* [Brief]
After finding the line that contains "Annotate the sleeveless" in the entries below, retype it and every following line precisely, the last included.

[Stored items from a collection]
· · · · · · ·

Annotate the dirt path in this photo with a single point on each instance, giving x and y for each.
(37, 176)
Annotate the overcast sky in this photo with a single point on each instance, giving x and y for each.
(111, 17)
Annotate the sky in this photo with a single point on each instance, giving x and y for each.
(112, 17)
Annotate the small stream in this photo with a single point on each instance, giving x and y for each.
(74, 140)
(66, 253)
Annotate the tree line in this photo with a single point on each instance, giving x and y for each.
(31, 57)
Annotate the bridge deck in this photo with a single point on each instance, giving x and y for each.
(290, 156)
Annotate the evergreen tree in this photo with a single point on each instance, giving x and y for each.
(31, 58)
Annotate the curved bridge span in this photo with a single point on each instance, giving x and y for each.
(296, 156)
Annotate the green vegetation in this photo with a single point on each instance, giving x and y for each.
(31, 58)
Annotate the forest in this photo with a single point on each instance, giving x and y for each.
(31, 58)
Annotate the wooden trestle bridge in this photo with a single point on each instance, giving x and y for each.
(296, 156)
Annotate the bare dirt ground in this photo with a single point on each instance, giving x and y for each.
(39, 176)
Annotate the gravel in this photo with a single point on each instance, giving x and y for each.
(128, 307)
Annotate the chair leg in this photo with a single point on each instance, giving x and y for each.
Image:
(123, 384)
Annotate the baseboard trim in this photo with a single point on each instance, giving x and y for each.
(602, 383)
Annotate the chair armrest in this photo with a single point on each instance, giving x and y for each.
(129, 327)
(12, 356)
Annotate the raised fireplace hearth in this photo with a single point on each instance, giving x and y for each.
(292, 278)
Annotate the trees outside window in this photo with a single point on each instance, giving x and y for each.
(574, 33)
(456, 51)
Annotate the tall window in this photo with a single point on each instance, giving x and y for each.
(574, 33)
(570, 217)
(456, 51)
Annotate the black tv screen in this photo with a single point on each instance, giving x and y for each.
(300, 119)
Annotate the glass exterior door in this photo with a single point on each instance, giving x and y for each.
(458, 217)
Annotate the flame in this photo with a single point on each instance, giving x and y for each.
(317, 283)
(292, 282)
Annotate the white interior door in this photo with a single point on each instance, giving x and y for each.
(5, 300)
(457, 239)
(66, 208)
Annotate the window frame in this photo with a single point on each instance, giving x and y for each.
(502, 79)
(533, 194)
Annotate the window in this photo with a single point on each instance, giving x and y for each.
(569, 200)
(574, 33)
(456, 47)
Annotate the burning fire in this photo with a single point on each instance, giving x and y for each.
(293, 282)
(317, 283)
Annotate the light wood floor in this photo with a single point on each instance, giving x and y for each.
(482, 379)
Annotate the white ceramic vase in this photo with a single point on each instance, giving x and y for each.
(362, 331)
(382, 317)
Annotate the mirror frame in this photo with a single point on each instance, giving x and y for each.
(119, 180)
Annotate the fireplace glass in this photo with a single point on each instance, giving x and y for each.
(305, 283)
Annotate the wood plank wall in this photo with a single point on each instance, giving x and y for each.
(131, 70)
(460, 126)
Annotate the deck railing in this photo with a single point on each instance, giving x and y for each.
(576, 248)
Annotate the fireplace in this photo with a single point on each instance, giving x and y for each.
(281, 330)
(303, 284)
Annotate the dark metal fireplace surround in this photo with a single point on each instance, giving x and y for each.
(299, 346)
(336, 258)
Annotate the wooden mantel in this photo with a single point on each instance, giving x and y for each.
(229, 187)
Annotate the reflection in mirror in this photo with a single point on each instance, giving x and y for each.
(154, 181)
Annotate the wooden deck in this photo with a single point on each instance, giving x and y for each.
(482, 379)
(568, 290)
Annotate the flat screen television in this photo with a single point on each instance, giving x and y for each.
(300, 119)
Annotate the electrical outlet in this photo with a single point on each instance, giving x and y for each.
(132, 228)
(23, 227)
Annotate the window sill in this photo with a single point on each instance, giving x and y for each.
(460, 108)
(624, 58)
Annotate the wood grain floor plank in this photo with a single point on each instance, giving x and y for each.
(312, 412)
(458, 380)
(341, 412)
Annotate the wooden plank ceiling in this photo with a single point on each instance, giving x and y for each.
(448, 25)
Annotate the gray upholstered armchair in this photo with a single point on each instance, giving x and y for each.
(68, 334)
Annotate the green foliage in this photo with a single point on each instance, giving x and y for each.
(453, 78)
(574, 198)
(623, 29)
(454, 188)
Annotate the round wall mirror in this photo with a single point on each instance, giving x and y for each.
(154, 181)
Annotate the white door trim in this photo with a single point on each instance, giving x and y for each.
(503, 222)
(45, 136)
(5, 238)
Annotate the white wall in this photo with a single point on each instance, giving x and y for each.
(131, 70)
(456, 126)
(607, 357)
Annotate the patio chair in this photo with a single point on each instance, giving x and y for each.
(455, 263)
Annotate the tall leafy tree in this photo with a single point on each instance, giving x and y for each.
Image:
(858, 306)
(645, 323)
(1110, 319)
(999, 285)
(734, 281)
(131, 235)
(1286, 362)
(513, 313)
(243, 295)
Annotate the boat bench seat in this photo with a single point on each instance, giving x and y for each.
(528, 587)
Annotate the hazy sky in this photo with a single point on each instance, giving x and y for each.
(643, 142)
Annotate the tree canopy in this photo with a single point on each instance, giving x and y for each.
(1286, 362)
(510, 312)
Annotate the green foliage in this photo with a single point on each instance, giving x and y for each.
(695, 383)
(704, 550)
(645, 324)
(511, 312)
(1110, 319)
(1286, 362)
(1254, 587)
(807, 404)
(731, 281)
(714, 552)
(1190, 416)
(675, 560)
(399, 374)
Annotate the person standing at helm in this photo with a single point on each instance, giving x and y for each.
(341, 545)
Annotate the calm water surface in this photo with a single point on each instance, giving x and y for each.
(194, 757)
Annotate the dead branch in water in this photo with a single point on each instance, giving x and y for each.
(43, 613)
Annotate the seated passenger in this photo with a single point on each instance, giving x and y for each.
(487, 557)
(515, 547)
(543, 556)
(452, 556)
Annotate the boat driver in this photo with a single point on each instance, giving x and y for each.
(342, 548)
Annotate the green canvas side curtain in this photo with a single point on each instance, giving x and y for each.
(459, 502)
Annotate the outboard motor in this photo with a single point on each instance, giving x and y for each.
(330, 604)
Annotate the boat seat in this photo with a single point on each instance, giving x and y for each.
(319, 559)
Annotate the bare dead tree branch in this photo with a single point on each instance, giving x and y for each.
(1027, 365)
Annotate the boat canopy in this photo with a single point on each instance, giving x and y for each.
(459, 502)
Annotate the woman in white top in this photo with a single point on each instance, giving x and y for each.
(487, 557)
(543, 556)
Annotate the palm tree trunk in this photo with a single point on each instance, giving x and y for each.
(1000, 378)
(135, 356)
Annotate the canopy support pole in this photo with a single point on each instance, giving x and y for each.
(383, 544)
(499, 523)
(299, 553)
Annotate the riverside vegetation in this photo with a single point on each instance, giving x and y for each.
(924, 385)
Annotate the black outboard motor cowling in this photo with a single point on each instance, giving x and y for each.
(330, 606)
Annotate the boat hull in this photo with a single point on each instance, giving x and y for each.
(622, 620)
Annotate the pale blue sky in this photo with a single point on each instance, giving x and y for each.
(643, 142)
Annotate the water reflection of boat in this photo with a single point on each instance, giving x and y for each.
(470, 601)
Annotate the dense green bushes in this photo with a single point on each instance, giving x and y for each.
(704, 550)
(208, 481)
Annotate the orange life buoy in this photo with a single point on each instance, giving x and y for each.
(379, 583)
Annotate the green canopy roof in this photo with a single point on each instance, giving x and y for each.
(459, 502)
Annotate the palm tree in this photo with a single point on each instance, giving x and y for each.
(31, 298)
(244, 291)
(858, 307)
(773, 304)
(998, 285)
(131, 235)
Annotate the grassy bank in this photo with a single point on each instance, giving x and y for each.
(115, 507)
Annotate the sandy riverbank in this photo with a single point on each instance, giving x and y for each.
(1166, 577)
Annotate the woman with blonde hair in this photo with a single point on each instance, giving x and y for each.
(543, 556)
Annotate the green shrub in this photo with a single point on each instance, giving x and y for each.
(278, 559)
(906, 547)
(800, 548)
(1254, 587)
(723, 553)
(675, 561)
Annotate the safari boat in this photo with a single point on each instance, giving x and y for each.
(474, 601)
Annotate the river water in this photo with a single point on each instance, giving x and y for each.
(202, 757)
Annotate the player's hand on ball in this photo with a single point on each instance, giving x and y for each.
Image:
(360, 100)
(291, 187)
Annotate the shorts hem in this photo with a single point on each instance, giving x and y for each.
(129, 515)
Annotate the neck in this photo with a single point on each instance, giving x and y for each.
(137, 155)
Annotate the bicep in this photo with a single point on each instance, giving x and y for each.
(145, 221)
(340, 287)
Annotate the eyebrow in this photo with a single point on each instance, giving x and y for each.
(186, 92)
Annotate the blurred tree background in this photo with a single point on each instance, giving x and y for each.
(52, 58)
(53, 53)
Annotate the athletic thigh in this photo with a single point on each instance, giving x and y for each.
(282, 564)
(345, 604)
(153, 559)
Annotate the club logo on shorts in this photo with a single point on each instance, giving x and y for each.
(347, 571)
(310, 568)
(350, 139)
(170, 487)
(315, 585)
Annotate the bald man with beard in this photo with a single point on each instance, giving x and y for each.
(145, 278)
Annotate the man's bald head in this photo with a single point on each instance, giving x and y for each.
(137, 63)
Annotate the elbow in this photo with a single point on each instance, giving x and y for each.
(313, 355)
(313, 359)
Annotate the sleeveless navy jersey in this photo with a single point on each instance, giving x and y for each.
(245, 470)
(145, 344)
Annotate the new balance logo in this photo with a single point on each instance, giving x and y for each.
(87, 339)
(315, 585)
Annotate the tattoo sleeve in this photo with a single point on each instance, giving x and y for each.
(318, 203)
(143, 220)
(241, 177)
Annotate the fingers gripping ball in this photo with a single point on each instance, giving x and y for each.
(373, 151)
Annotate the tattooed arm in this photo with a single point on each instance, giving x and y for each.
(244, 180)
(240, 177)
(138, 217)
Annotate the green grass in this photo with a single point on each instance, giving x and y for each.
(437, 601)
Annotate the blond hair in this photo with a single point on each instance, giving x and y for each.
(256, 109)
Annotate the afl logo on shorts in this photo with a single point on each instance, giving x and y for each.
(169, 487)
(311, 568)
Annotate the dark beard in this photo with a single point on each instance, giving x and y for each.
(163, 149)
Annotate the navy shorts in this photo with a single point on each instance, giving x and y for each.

· · · · · · ·

* [Output for this exercise]
Annotate the sleeveless navy jersey in this photo with a single point on each instance, giving x and y for each.
(245, 470)
(145, 344)
Annotate the new balance logo in this photo with a single point on each instance, giving x and y for each.
(87, 339)
(315, 585)
Annotate the tattoo sleeve in this photo with a single point on each instance, giving x and y for each.
(318, 203)
(143, 220)
(241, 177)
Annotate the fingers gripping ball in this photo with a single point on each instance, giving x and y for each.
(373, 151)
Annotate the tattooed arm in this photo with a single point on each instance, giving x and y for each.
(244, 180)
(240, 177)
(138, 217)
Annotate the green grass in this photo with a single point on each instance, giving x and y for each.
(437, 601)
Annotate the blond hair in this photo with a single point on each instance, giving x and y for each.
(256, 109)
Annotate the afl logo on shorts in this photo with a single point on each instance, giving x and y for each.
(169, 487)
(311, 568)
Annotate the dark beard in this photo with a single point on each instance, giving x and y for each.
(163, 149)
Annotate the navy shorts in this photo with a single point on each instance, giving x and y for each.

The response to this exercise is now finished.